**Work task**:
The listing below must be reproduced in full, exactly as written.

**Source data**:
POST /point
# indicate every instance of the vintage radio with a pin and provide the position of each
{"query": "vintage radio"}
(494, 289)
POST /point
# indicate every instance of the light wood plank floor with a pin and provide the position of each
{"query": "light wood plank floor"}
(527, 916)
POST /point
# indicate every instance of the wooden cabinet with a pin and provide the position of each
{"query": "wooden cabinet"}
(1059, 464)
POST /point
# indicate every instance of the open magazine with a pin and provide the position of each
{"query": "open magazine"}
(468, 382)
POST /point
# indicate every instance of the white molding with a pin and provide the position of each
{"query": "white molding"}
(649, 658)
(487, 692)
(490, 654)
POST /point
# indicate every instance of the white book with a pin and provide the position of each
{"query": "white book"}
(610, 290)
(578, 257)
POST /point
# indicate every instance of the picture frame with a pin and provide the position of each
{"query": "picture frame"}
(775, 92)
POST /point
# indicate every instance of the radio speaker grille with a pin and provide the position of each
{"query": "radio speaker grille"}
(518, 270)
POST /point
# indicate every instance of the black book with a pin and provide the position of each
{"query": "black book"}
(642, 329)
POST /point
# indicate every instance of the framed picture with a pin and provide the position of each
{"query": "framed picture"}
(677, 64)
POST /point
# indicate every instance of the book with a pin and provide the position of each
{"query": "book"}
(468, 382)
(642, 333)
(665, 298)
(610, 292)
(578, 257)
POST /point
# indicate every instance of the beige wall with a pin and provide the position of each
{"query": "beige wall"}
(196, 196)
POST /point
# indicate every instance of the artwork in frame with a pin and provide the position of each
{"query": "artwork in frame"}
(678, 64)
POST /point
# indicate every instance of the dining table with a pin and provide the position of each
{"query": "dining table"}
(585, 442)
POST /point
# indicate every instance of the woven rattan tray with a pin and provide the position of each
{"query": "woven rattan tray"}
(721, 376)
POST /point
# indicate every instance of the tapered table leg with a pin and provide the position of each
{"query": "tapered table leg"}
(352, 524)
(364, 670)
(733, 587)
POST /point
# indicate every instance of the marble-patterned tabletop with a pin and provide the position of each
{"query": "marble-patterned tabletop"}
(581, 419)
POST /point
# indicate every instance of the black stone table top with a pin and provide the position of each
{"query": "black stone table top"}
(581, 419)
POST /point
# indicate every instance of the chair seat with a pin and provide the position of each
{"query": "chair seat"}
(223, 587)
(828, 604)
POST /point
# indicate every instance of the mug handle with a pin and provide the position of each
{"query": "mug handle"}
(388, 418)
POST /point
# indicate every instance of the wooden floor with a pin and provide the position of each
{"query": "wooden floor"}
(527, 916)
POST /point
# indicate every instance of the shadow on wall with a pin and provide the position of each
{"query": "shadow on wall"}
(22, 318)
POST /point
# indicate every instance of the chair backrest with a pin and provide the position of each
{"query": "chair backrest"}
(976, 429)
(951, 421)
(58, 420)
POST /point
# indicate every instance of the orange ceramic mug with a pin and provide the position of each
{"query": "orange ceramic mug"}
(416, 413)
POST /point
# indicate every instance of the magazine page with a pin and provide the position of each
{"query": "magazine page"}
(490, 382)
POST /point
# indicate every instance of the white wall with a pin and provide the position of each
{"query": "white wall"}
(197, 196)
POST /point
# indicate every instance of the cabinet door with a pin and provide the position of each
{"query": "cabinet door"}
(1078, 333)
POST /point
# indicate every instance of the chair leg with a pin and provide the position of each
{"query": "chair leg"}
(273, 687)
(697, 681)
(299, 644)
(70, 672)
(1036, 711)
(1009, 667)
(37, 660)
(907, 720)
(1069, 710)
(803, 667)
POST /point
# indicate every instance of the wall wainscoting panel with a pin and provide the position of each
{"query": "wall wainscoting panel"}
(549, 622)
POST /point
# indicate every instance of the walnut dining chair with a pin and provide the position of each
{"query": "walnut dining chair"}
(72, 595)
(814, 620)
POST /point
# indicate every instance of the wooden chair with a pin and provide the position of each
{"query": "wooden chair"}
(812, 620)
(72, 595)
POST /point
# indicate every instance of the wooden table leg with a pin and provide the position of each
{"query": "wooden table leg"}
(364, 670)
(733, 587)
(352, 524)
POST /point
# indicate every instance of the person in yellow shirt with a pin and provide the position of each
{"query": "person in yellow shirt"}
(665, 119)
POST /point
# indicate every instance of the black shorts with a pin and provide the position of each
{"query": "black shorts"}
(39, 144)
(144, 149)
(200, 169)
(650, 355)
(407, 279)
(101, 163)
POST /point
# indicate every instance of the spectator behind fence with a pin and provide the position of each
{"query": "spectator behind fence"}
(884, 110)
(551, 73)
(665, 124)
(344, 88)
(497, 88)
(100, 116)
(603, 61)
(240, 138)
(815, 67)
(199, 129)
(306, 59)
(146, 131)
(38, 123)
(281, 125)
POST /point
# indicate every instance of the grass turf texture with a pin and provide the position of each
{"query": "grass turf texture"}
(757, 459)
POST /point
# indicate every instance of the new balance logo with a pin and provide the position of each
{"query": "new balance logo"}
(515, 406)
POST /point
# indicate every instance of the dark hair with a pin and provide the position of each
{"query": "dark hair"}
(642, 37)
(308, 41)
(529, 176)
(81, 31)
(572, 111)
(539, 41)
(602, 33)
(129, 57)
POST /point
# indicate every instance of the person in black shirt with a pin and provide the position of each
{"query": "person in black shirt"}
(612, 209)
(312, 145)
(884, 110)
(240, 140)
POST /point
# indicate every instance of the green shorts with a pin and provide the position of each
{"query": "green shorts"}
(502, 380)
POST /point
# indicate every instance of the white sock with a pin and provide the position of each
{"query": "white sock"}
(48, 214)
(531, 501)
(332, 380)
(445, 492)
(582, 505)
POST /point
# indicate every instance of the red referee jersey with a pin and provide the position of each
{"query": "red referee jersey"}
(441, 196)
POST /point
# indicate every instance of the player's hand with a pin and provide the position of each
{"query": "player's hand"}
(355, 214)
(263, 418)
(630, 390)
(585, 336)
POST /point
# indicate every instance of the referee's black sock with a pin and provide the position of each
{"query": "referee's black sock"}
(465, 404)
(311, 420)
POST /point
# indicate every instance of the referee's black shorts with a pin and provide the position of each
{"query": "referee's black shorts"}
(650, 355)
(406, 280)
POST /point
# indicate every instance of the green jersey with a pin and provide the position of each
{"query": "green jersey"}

**Reply to the task**:
POST /point
# indicate every instance of the vintage radio with a pin and provide the position of each
{"query": "vintage radio"}
(494, 289)
POST /point
# indicate every instance of the light wood plank floor with a pin and provide the position of each
{"query": "light wood plank floor"}
(527, 916)
POST /point
# indicate every instance of the wooden cabinet with a pin and provide the position of each
{"query": "wooden cabinet"}
(1059, 464)
POST /point
# indicate every instance of the open magazine with a pin and provide the position of each
{"query": "open magazine"}
(468, 382)
POST /point
# indicate every instance of the white molding with a pin and provide the position of each
{"query": "white molding"}
(649, 658)
(487, 692)
(490, 654)
POST /point
# indicate every instance of the white book with a pin and provide the position of each
{"query": "white book"}
(610, 290)
(578, 257)
POST /point
# indicate every instance of the picture frame with a pin and provide the position of each
{"query": "picture frame"}
(775, 92)
POST /point
# indicate every instance of the radio speaker grille with a pin and provide the position of each
{"query": "radio speaker grille"}
(518, 270)
POST /point
# indicate every instance of the black book with a pin and provide the position of each
{"query": "black book"}
(642, 329)
POST /point
# indicate every instance of the framed picture with a pin and provide the position of each
{"query": "framed picture"}
(677, 64)
POST /point
# indicate every instance of the book with a pin and provide the position of each
{"query": "book"}
(468, 382)
(642, 333)
(665, 298)
(610, 292)
(578, 257)
POST /point
# indicate every instance of the beige wall with a pin and provide the position of each
{"query": "beige wall"}
(196, 196)
POST /point
# indicate every instance of the artwork in frame with a pin and provide the position of each
{"query": "artwork in frame"}
(678, 64)
POST /point
# indicate every instance of the dining table with a pin and provide the position of each
{"query": "dining table"}
(585, 442)
POST /point
# indicate every instance of the woven rattan tray with a pin and provide the position of each
{"query": "woven rattan tray"}
(721, 376)
POST /point
# indicate every instance of the tapered table leg with a pin and provide the position of each
{"query": "tapered table leg"}
(352, 524)
(364, 670)
(733, 587)
POST /point
# indicate every instance of the marble-patterned tabletop with a pin and provide the position of each
{"query": "marble-patterned tabletop"}
(581, 419)
POST /point
# indicate every instance of the black stone table top with a pin and provide the position of each
{"query": "black stone table top"}
(581, 419)
POST /point
# indicate every instance of the chair seat with a pin and provide the position of each
{"query": "chair seat"}
(223, 587)
(828, 604)
POST /point
# indicate every instance of the mug handle with a pin and provide the position of each
{"query": "mug handle"}
(388, 418)
POST /point
# indicate every instance of the wooden floor with a pin and provide the position of each
{"query": "wooden floor"}
(527, 916)
POST /point
# indicate every instance of the shadow on wall with a pin and provide the position of each
{"query": "shadow on wall"}
(22, 318)
POST /point
# indicate every instance of the chair backrest with a pin and provide the position of each
{"query": "chair backrest"}
(976, 429)
(951, 421)
(58, 420)
POST /point
# indicate every instance of the orange ceramic mug with a pin and provide the position of each
{"query": "orange ceramic mug"}
(416, 413)
POST /point
# indicate every instance of the magazine page with a pin and provide the position of each
{"query": "magazine page"}
(490, 382)
POST /point
# indicate every instance of the white wall with a pin and provide the position of each
{"query": "white wall"}
(197, 196)
POST /point
# indicate every instance of the cabinet door with a pin and provide the position of each
{"query": "cabinet door"}
(1078, 333)
POST /point
# indicate every instance of the chair leg with a pin and provide the position of each
{"query": "chair leg"}
(273, 687)
(697, 681)
(299, 644)
(70, 672)
(1036, 711)
(1009, 667)
(37, 660)
(907, 720)
(1069, 710)
(803, 667)
POST /point
# indicate every instance of the wall wainscoting panel with a pin and provide the position of each
{"query": "wall wainscoting panel"}
(549, 622)
POST /point
# indicate every instance of the walnut dining chair with a pin and provide the position of each
{"query": "walnut dining chair"}
(72, 595)
(814, 620)
POST /point
# indicate every instance of the wooden chair with a pin and provide the position of each
{"query": "wooden chair"}
(812, 620)
(72, 595)
POST /point
# indicate every instance of the wooden table leg with a pin and provide the position of each
{"query": "wooden table leg"}
(364, 670)
(733, 587)
(352, 524)
POST /point
# indicate every instance of the person in yellow shirt with a pin and provide the position of each
{"query": "person in yellow shirt"}
(665, 119)
POST /point
# indicate every instance of the black shorts with a pin and provide the position of each
{"query": "black shorts"}
(39, 144)
(144, 149)
(200, 169)
(650, 355)
(407, 279)
(101, 163)
POST /point
# indicate every instance of the spectator behind fence with a pin and provide the position of each
{"query": "spectator behind fence"}
(884, 110)
(551, 73)
(665, 124)
(344, 88)
(497, 88)
(100, 116)
(603, 61)
(240, 138)
(815, 67)
(199, 129)
(306, 59)
(146, 131)
(38, 123)
(281, 125)
POST /point
# indicate every instance of the grass turf texture with a pin and provide the position of each
{"query": "grass turf texture"}
(757, 459)
POST /point
# indicate every instance of the new balance logo with a pin and provide the position of each
{"query": "new balance logo"}
(515, 406)
POST /point
# indicate every instance of the dark hair with a pin and provide the position of each
{"query": "dark hair"}
(642, 37)
(308, 41)
(529, 176)
(81, 31)
(572, 111)
(539, 41)
(602, 33)
(129, 57)
POST /point
# indicate every instance of the person in black shirt with a pin and provide the position of each
{"query": "person in black shirt"}
(612, 209)
(312, 145)
(884, 110)
(240, 140)
POST /point
# indicate every instance of the green shorts with a pin and provide the position of each
{"query": "green shorts"}
(502, 380)
POST /point
# indicate every instance of the white sock with a pin and provide the position of each
{"query": "white sock"}
(48, 214)
(531, 501)
(332, 380)
(445, 492)
(582, 505)
POST /point
# indicate every instance of the red referee jersey with a pin and provide the position of each
{"query": "red referee jersey"}
(441, 196)
POST /point
# indicate every instance of the player's hand with a pin and provide the position of each
{"query": "player's hand"}
(355, 214)
(263, 418)
(630, 390)
(585, 336)
POST /point
# indicate every instance of the referee's black sock with a pin and provide the position of each
{"query": "referee's black sock"}
(465, 404)
(311, 420)
POST /point
# indicate every instance of the referee's black shorts with a pin and provide the position of each
{"query": "referee's black shorts"}
(650, 355)
(406, 280)
POST /point
# indicate every instance of the green jersey with a pin and provide the position of each
{"query": "green jersey"}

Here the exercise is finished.